WHAT THIS TASK INVOLVES:
Wherever "tower" turns up in the entries, copy out the line that holds it.

SUPPLIED RECORDS:
================
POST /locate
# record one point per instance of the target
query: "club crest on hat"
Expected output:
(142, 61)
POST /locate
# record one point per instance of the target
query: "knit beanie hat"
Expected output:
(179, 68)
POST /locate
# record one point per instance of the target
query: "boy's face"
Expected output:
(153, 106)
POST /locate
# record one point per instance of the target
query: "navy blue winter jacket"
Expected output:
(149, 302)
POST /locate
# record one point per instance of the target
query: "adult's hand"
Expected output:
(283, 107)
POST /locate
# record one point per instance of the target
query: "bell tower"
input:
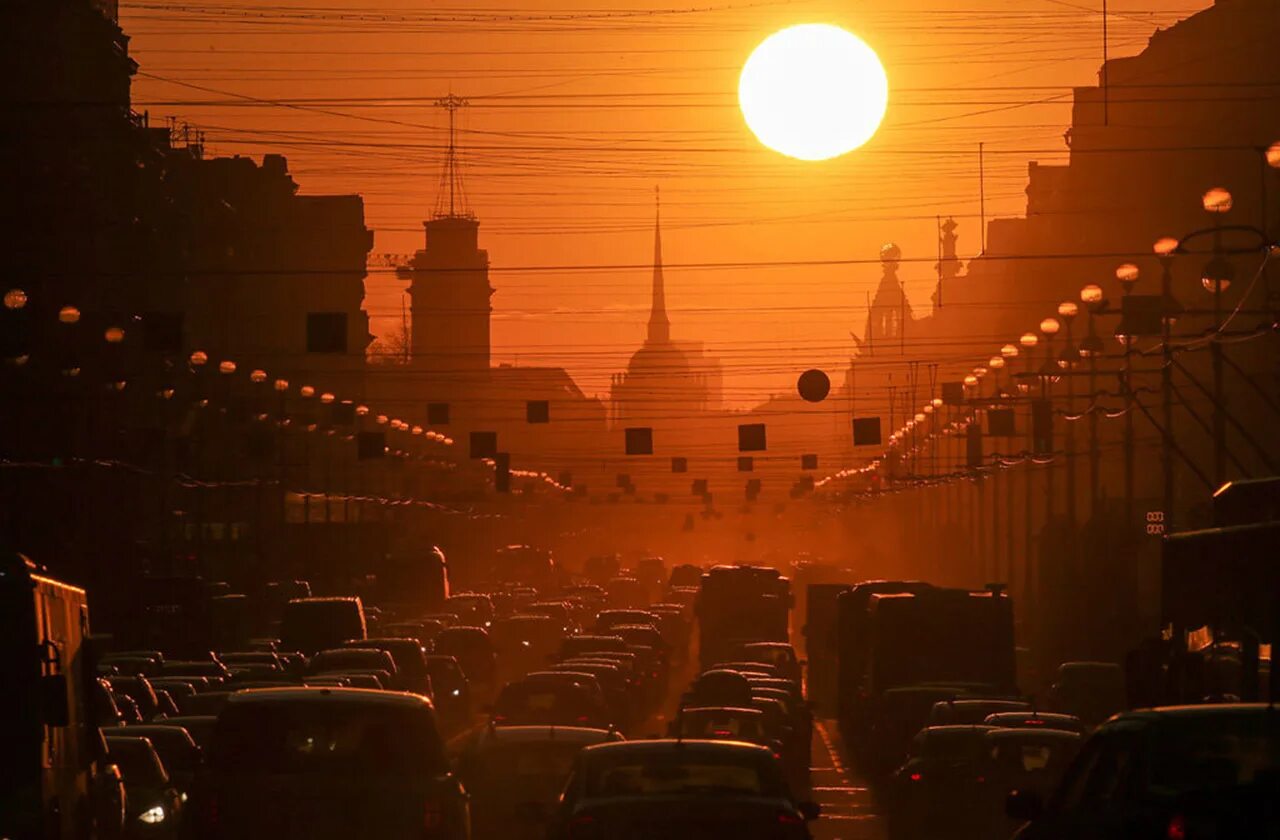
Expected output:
(449, 288)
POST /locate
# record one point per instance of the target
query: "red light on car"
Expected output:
(580, 822)
(433, 816)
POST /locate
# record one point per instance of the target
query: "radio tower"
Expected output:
(451, 177)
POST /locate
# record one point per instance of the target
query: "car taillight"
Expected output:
(577, 826)
(433, 816)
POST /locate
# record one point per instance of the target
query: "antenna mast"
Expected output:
(452, 103)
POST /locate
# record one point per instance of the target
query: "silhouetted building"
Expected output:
(666, 380)
(449, 292)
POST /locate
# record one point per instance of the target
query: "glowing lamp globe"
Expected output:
(813, 91)
(1216, 200)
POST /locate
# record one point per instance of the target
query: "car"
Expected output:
(609, 619)
(152, 806)
(178, 752)
(316, 624)
(341, 763)
(780, 654)
(140, 690)
(673, 789)
(204, 703)
(584, 644)
(723, 722)
(547, 702)
(200, 727)
(1089, 690)
(353, 661)
(1024, 759)
(970, 712)
(1183, 771)
(525, 643)
(408, 658)
(1037, 720)
(470, 646)
(504, 768)
(941, 786)
(451, 693)
(472, 608)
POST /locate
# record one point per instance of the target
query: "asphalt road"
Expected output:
(848, 812)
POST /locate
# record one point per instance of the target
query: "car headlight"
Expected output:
(154, 815)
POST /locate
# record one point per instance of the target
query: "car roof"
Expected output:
(732, 710)
(1189, 712)
(1009, 734)
(672, 745)
(324, 694)
(956, 729)
(327, 599)
(548, 734)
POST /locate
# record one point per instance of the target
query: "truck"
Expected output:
(736, 605)
(904, 637)
(53, 772)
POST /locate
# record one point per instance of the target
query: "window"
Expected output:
(327, 332)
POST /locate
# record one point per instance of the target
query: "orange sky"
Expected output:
(579, 108)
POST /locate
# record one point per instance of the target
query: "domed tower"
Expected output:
(890, 310)
(661, 383)
(449, 279)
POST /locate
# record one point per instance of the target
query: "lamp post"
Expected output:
(1009, 352)
(1165, 250)
(1216, 278)
(1091, 348)
(1050, 328)
(1028, 343)
(1068, 359)
(1128, 275)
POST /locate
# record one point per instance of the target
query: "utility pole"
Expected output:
(1106, 87)
(452, 103)
(982, 196)
(1166, 386)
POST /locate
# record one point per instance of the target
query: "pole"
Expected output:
(1069, 438)
(1166, 391)
(1095, 450)
(1219, 391)
(1106, 86)
(1128, 438)
(982, 196)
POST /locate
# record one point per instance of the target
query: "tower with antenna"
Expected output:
(449, 292)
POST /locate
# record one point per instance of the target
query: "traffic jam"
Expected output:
(618, 699)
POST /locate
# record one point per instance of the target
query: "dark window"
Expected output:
(327, 332)
(161, 332)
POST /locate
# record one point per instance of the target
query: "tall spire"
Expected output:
(451, 202)
(659, 325)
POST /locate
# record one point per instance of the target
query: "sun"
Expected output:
(813, 91)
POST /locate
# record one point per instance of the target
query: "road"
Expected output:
(848, 812)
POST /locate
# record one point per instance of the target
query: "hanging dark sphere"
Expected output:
(813, 386)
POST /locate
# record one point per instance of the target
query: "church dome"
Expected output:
(657, 360)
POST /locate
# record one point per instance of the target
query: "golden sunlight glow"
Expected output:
(813, 91)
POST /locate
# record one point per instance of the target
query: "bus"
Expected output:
(51, 757)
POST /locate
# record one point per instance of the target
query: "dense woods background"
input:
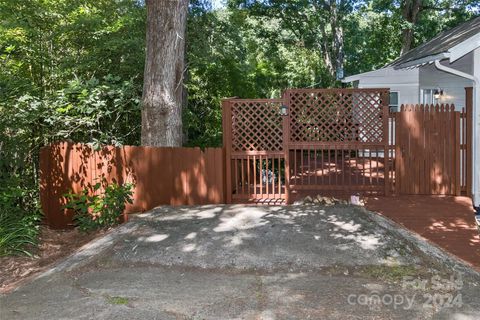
================
REPLY TO THE TASK:
query: "bell tower"
query: "radio tower"
query: "domed tower"
query: "tower with antenna"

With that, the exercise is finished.